§ Set task 1:
Answer these questions about the passage on twentieth-century music.
(a) What was the title of Rusollo's 1913 manifesto?
(b) In which country did the development of magnetic tape recorders accelerate during the Second World War?
(c) Where did Schoenberg settle after fleeing?
§ Set task 2: Change "sample" to "template" in the stretch of the entries from the line containing "hand, that would be most helpful." through the end of the entries, leaving everything else the same. Return only those lines.

§ Document excerpt:
Glenn Gould performs Schoenberg’s Op. 25, Salzberg, 1959.


Musicologists generally view the modernist era to have ended either at the First World War or the 1930s; the great upheavals took place in this time and the rest of twentieth century music was built on these.  But outside the concert hall, modernism spread amongst a range of music/sound-related art movements, as early as the Futurists (Rusollo’s 1913 manifesto “The Art of Noises” is a foundation stone of later twentieth century music movements such as noise and industrial music) and the sound poetry of Kurt Schwitters, through to the music of the Weimer Republic where folk musics and non-Western traditions became influential. Yet even if the modernist music project was over by the time Hitler took power in Germany as far as musicologists are concerned, the cataclysm of the Second World War was to have a profound effect upon twentieth century music.  Again, the key drivers of change were technology, and the failure of the Church and morality.

The development of magnetic tape recorders accelerated rapidly in Germany during the Second World War as a communications technique.  Post-war, tape recorders changed musical paradigms by freeing sound from the restrictions of performers and orchestras; composers could now directly interact with sound (other methods of electronic music had been explored by a handful of composers and artists between the wars, including the use of optical sound on film stock, rudimentary electronic keyboards/organs, and the development of the theremin, but none of these techniques coalesced into a dedicated movement like the post-Second World War advances did).  Musique concrete thrived in post-war France with the use of magnetic tape, and the role of tape in the burgeoning electronic music emerging from Darmstadt, Germany, was central (along with Messiaen and Boulez in France) to the development of integral serialism (which applied the principles of twelve tone music not only to pitch, but to meter, dynamics, and all components of music).  The devastating after-effects of the war as the Holocaust and other atrocities were uncovered led to further existentialist thoughts about the end of God, religion and morality.  The Nazis were not cultural barbarians; Mozart, Beethoven, and particularly Wagner were held up as symbols of Aryan supremacy, and Strauss was a firm supporter of Hitler, at least in the beginning (Ross 2007).  The SS instigated the creation of prisoner orchestras in Auschwitz, Birkenau and other concentration camps, who’s repertoire included Mozart, Greig, and Beethoven.  Primo Levi saw the use of these bands as another aspect of terror in the camps.  At the end of the Nazi nightmare, how could we listen to Mozart or Beethoven’s “Ode to Joy” again?  The Nazis had dismissed atonality as an aspect of Jewish decadence, and many Jewish artists fled Germany and Austria (including Schoenberg, who settled in the US); others like Viennese violinist and conductor, Alma Rose (niece of Mahler) were not so lucky, and perished in concentration camps. Throughout Europe, we can identify several concerted attempts to “start again” in terms of music.  Integral serialism is the most readily-identifiable of these movements, and it is no coincidence that this emerged from the ruins of post-war Germany and a new generation of composers (that included the Darmstadt wunderkind, Karlheinz Stockhausen).

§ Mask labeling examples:
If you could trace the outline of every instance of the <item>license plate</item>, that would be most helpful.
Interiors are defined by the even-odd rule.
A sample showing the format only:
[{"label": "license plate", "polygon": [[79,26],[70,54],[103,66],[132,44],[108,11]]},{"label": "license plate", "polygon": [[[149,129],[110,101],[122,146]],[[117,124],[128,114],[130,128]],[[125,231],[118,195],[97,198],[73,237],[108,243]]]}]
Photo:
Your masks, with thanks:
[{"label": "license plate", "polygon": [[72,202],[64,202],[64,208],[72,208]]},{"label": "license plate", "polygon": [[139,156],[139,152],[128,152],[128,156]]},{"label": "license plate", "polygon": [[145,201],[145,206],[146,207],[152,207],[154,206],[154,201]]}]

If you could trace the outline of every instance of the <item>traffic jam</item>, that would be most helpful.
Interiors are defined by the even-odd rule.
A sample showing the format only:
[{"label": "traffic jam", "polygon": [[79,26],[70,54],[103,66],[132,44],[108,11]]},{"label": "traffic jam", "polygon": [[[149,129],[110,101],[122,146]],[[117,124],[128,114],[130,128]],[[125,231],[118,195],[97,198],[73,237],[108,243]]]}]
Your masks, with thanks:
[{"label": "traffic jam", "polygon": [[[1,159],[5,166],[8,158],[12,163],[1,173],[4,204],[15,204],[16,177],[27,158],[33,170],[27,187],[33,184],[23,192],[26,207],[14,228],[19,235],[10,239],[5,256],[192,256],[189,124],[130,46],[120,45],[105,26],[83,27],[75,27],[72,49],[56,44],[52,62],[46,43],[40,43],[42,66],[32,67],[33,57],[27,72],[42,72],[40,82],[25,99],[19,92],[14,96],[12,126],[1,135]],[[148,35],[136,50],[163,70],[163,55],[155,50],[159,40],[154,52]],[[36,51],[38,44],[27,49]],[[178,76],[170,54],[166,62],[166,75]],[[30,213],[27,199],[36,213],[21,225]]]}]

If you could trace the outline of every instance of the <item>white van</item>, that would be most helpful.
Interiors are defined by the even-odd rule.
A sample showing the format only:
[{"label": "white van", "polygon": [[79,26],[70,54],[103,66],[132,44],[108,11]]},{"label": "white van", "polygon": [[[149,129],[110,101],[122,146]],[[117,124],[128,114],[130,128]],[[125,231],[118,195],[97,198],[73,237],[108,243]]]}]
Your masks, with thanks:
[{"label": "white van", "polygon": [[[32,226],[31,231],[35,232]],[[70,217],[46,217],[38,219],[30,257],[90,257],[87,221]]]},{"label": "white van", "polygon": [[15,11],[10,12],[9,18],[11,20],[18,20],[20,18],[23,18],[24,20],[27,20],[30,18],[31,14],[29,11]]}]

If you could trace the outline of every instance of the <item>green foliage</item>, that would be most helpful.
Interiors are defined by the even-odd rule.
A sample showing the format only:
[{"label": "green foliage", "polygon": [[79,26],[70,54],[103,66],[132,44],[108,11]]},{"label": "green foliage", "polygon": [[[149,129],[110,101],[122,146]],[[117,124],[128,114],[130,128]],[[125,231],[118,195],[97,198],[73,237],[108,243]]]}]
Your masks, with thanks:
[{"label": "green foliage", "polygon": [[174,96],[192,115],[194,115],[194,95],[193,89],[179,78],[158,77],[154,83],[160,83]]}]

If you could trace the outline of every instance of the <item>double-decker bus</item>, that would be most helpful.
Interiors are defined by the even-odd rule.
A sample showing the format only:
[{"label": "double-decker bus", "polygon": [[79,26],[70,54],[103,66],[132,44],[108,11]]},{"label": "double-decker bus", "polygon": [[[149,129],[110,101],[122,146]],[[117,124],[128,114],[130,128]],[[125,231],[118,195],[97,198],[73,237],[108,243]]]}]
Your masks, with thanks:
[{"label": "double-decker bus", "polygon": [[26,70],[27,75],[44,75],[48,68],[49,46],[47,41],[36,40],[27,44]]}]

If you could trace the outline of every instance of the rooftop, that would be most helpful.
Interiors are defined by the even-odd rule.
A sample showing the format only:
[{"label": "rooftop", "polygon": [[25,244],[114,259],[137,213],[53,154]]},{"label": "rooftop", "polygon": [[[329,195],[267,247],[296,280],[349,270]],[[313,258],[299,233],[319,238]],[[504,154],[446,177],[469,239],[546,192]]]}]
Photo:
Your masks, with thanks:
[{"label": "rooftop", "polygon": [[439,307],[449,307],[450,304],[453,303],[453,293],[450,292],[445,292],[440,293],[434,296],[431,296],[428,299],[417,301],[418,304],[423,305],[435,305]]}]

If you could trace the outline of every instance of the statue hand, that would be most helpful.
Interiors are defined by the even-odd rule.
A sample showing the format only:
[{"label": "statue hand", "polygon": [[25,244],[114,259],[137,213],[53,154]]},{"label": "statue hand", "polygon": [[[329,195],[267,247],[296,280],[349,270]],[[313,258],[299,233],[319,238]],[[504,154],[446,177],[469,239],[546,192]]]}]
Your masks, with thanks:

§ Worked answer 1:
(a) "The Art of Noises"
(b) Germany
(c) The US

§ Worked answer 2:
If you could trace the outline of every instance of the statue hand, that would be most helpful.
Interiors are defined by the even-odd rule.
A template showing the format only:
[{"label": "statue hand", "polygon": [[25,244],[114,259],[137,213],[53,154]]},{"label": "statue hand", "polygon": [[[329,195],[267,247],[296,280],[349,270]],[[313,258],[299,233],[319,238]],[[504,154],[446,177],[469,239],[546,192]]]}]
Your masks, with thanks:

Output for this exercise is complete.